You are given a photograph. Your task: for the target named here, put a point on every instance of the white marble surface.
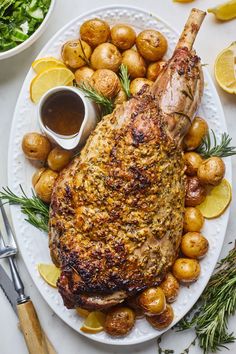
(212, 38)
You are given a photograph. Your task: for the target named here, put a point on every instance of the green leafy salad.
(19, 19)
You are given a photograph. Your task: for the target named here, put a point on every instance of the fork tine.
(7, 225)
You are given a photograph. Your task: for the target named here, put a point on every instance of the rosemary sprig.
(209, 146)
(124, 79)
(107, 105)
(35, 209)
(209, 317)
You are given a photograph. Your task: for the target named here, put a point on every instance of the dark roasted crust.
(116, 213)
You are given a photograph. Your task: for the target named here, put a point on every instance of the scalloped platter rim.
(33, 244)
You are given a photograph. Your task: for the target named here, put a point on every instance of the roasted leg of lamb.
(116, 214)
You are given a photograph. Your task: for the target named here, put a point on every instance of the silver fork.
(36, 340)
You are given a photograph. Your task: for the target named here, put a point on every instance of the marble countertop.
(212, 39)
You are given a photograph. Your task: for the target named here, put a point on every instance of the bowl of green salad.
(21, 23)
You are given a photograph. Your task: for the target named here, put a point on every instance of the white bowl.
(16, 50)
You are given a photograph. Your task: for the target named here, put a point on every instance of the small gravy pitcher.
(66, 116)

...

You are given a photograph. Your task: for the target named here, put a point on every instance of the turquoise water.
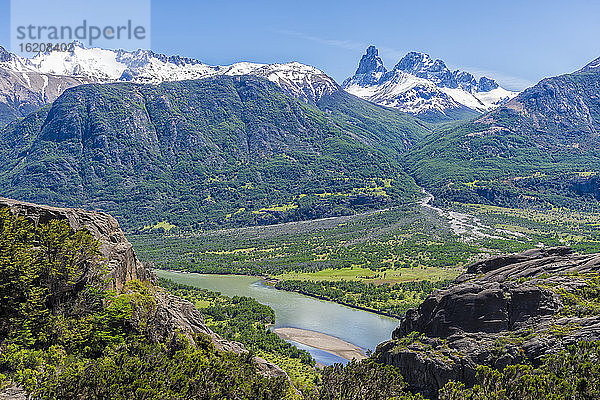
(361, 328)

* * *

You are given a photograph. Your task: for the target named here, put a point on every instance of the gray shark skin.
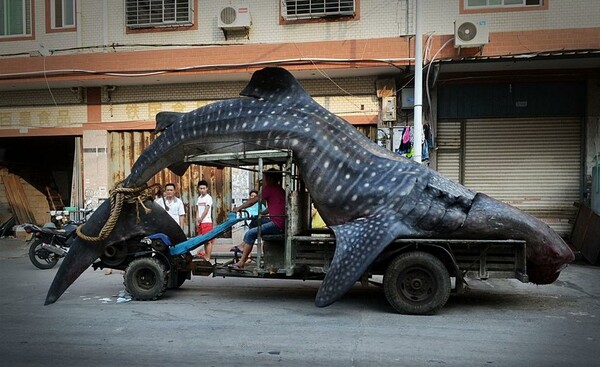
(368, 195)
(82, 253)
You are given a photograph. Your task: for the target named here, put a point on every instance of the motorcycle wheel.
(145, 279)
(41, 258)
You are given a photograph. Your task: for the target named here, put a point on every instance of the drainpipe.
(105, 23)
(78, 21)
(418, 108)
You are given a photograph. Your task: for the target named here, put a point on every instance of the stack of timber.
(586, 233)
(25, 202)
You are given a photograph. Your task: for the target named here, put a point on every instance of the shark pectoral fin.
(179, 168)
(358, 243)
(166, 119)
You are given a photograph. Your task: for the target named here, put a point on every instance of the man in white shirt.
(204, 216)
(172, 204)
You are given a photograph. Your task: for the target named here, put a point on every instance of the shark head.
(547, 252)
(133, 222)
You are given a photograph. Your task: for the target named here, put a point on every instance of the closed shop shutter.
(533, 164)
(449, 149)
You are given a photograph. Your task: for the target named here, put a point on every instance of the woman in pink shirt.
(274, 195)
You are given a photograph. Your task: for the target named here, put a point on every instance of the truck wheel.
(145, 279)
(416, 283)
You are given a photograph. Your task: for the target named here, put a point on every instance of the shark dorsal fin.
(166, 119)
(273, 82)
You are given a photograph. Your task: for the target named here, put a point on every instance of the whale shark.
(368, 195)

> **EXERCISE BRIEF**:
Pick out every line of the material above that contains the string "marble", matching case exactly, and copy each one.

> **FINISHED ANSWER**:
You are given a photograph. Your task: for the target named here, put a point on every instance of the white marble surface.
You are given a photograph. Your task: for the target named here, put a point on every instance of the marble countertop.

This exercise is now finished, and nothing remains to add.